Task instructions: Count the lines below that contain the string "window". Reply with the number only.

↓↓↓

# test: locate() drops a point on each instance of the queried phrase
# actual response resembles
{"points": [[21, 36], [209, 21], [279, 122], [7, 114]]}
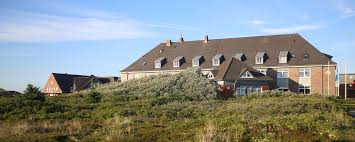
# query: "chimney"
{"points": [[181, 39], [168, 43], [206, 39]]}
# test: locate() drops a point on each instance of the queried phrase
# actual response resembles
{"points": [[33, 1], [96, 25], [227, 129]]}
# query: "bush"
{"points": [[34, 93], [93, 97]]}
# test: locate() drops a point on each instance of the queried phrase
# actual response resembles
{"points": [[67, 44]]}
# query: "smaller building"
{"points": [[350, 85], [68, 83], [238, 77]]}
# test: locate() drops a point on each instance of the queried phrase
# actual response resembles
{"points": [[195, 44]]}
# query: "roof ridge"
{"points": [[241, 37]]}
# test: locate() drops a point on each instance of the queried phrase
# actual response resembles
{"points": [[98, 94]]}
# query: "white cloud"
{"points": [[36, 27], [346, 9], [173, 26], [294, 29], [257, 22]]}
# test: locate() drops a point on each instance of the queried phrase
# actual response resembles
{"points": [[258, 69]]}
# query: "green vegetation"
{"points": [[180, 107], [3, 92]]}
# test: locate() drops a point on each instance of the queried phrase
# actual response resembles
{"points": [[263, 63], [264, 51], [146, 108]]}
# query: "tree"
{"points": [[34, 93]]}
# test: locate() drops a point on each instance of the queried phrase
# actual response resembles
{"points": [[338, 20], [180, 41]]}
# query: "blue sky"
{"points": [[38, 37]]}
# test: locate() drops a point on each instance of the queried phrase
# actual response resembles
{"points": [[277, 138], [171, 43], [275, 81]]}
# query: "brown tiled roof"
{"points": [[249, 46], [233, 69]]}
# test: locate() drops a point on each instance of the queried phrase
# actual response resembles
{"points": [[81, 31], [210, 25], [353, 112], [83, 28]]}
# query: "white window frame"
{"points": [[216, 62], [304, 88], [247, 74], [302, 73], [283, 72], [263, 71], [176, 64], [195, 62], [282, 60], [157, 65], [259, 60]]}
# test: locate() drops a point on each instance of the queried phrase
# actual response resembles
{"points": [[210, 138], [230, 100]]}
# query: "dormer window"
{"points": [[260, 58], [159, 62], [246, 74], [240, 56], [196, 61], [283, 57], [178, 61], [217, 60]]}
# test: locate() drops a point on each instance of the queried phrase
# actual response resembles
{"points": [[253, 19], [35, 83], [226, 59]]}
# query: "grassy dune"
{"points": [[180, 107]]}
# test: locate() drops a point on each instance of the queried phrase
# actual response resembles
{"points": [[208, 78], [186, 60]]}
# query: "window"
{"points": [[244, 90], [263, 71], [157, 65], [240, 56], [247, 74], [209, 76], [259, 58], [282, 79], [217, 60], [196, 61], [304, 72], [282, 73], [283, 89], [282, 59], [178, 61], [176, 64], [304, 89]]}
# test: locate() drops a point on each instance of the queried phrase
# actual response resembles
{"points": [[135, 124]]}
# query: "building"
{"points": [[350, 85], [290, 61], [67, 83]]}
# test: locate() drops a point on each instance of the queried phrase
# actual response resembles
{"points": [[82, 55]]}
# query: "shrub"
{"points": [[93, 97]]}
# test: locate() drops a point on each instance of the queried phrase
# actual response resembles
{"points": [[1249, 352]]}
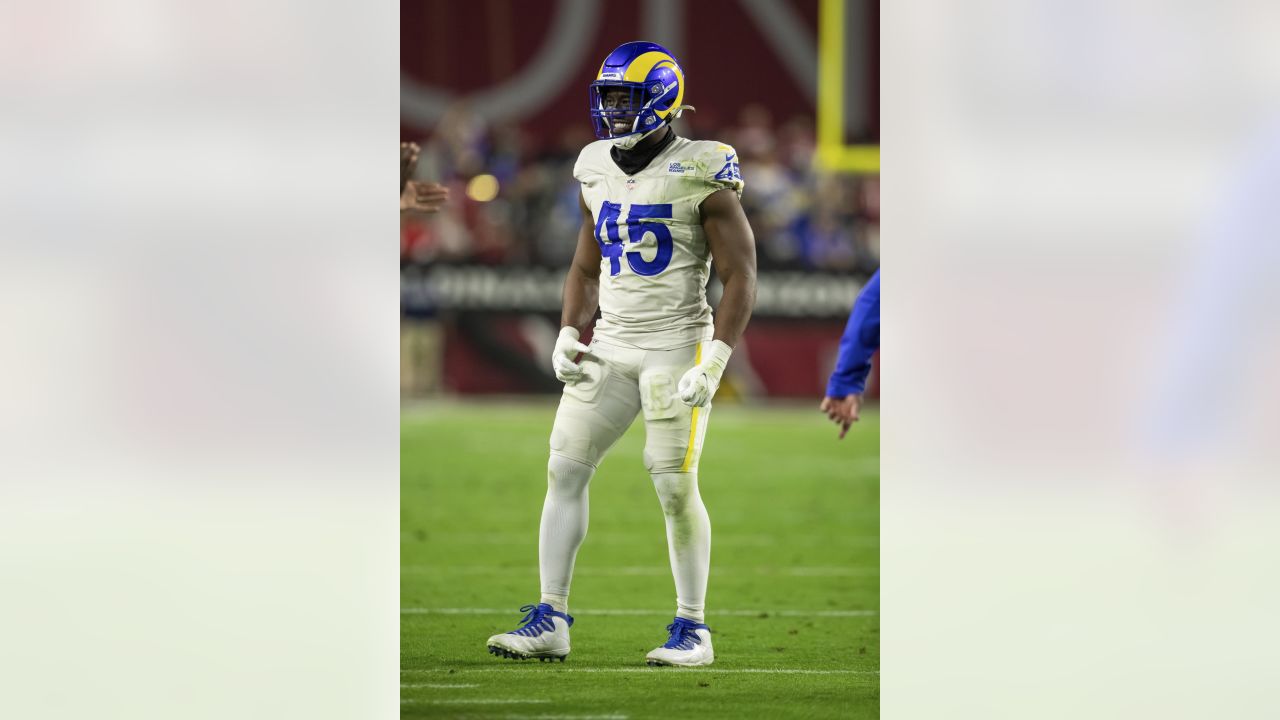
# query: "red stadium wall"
{"points": [[460, 49]]}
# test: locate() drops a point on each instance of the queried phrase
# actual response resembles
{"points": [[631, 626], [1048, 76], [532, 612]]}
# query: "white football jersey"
{"points": [[654, 256]]}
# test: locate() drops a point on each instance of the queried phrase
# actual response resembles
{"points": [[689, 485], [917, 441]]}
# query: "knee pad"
{"points": [[567, 477], [675, 491]]}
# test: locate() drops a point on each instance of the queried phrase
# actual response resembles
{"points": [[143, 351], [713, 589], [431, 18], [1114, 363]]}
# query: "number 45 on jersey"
{"points": [[607, 235]]}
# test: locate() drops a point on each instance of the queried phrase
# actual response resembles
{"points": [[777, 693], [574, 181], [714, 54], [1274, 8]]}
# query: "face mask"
{"points": [[630, 141]]}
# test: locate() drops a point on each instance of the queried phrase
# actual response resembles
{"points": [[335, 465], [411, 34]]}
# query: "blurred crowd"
{"points": [[513, 203]]}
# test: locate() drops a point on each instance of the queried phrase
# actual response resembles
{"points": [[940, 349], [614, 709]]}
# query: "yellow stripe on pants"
{"points": [[693, 424]]}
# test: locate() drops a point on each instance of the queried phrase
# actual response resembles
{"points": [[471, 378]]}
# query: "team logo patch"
{"points": [[730, 172]]}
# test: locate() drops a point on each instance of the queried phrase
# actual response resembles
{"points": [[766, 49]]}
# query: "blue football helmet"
{"points": [[638, 90]]}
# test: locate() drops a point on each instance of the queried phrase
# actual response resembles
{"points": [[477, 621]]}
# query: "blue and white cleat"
{"points": [[544, 634], [689, 646]]}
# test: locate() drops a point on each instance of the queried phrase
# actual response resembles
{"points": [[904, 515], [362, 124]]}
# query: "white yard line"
{"points": [[474, 701], [565, 716], [632, 538], [658, 670], [648, 613], [644, 570]]}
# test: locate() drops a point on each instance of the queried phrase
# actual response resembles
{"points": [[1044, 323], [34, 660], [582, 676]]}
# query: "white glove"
{"points": [[699, 384], [562, 358]]}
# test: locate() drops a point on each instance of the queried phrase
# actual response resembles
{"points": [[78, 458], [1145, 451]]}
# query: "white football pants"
{"points": [[617, 384]]}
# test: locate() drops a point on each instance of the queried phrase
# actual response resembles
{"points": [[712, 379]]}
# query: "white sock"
{"points": [[565, 514], [558, 602], [689, 540]]}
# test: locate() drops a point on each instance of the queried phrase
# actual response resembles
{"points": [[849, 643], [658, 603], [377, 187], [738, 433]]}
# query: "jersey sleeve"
{"points": [[720, 171], [859, 342]]}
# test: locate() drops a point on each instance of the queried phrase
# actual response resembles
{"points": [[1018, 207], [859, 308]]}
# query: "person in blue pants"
{"points": [[854, 363]]}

↑↑↑

Answer in full: 3